[Stored data entries]
## Begin

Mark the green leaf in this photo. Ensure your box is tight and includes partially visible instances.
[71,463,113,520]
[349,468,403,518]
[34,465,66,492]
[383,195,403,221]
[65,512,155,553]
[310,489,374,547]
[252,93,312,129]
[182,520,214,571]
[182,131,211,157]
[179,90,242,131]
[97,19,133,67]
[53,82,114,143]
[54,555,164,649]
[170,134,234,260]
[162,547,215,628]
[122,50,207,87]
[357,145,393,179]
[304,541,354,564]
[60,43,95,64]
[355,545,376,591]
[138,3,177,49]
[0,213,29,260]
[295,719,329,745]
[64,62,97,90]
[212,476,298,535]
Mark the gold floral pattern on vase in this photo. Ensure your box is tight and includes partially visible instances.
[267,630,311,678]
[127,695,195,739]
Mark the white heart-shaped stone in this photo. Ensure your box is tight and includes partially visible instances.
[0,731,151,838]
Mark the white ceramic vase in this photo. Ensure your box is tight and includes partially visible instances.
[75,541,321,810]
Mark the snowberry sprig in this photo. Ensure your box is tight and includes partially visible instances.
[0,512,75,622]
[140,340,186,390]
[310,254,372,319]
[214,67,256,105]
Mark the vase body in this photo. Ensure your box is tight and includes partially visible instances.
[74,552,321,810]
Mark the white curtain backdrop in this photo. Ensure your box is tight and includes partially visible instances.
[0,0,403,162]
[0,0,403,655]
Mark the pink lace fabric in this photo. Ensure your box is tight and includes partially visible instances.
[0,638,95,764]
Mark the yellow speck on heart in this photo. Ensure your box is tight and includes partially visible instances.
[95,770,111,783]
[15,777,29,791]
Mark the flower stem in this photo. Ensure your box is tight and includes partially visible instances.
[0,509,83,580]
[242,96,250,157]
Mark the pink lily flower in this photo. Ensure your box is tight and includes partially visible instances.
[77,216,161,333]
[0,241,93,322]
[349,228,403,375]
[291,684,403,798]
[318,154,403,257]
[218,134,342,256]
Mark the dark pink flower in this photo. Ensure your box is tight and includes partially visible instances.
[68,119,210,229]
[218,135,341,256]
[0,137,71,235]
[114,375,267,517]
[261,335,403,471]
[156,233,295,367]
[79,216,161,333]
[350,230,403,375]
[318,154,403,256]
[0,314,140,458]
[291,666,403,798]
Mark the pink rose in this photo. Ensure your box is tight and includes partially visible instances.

## End

## WHAT YOU HAVE TO DO
Please format all of the data above as a Markdown table with the columns "No." and "Line", giving each line its own row number and leaving out any blank lines.

## RESULT OF THE EXERCISE
| No. | Line |
|---|---|
| 1 | Mark the green leaf in this photo. Ensure your box is tight and includes partially visible instances. |
| 2 | [71,463,113,520] |
| 3 | [349,468,403,518] |
| 4 | [34,465,66,492] |
| 5 | [383,195,403,221] |
| 6 | [65,512,155,553] |
| 7 | [310,489,374,547] |
| 8 | [252,93,312,129] |
| 9 | [182,520,214,571] |
| 10 | [182,131,211,157] |
| 11 | [179,90,242,131] |
| 12 | [97,19,133,67] |
| 13 | [53,82,114,143] |
| 14 | [54,555,164,649] |
| 15 | [170,134,234,260] |
| 16 | [162,547,215,628] |
| 17 | [122,50,207,87] |
| 18 | [357,145,393,179] |
| 19 | [304,541,354,564] |
| 20 | [60,43,95,64] |
| 21 | [355,545,376,591] |
| 22 | [138,3,177,49] |
| 23 | [0,213,29,260] |
| 24 | [295,719,329,745] |
| 25 | [64,62,97,90] |
| 26 | [212,476,298,535] |
| 27 | Mark the gold floral pattern on vase in this photo. Ensure your box is tight and includes partially visible instances. |
| 28 | [267,630,311,678] |
| 29 | [127,695,195,739] |
| 30 | Mark the white heart-shaped stone in this photo. Ensure your box is tight and includes partially visible instances. |
| 31 | [0,731,151,838] |
| 32 | Mark the white ceramic vase in this photo. Ensure your box is tight and includes partially visible instances. |
| 33 | [75,541,321,810] |
| 34 | Mark the snowberry sprig in this photo. Ensure your box is tight and includes partially visible instances. |
| 35 | [0,512,75,622] |
| 36 | [140,340,186,390] |
| 37 | [310,254,372,319] |
| 38 | [214,67,256,105] |
| 39 | Mark the vase body in this photo. Ensure your box is tight and includes partially visible instances. |
| 40 | [74,552,321,810] |
| 41 | Mark the white curtain backdrop in this photo. Ensure your box is tight and includes partially visible instances. |
| 42 | [0,0,403,162] |
| 43 | [0,0,403,655] |
| 44 | Mark the pink lace fabric in this photo. Ensure your box is tight and includes partially visible instances. |
| 45 | [0,638,95,764] |
| 46 | Mark the yellow speck on heart in this photo. Ensure your box is tight and includes partially visible instances. |
| 47 | [95,770,111,783] |
| 48 | [15,777,29,791] |
| 49 | Mark the flower stem in this photo. Ensure your box is tight and includes partially visible instances. |
| 50 | [0,509,83,580] |
| 51 | [242,96,250,157] |
| 52 | Mark the pink lily flower in this photo. Ensure your box is tight and includes partially visible instances. |
| 53 | [77,216,161,333] |
| 54 | [0,241,93,322] |
| 55 | [349,228,403,375] |
| 56 | [291,684,403,798] |
| 57 | [318,154,403,257] |
| 58 | [218,134,342,256] |
| 59 | Mark the dark pink flower in this photo. Ensure your box is tight and includes partially visible instances. |
| 60 | [68,119,210,229] |
| 61 | [218,135,341,256] |
| 62 | [0,137,71,235] |
| 63 | [114,375,267,517] |
| 64 | [261,335,403,471] |
| 65 | [156,233,295,367] |
| 66 | [79,216,161,333] |
| 67 | [350,230,403,375] |
| 68 | [318,154,403,256] |
| 69 | [0,314,140,458] |
| 70 | [291,666,403,798] |
| 71 | Mark the pink rose in this photo. Ensure your box is tight and includes partially visible instances. |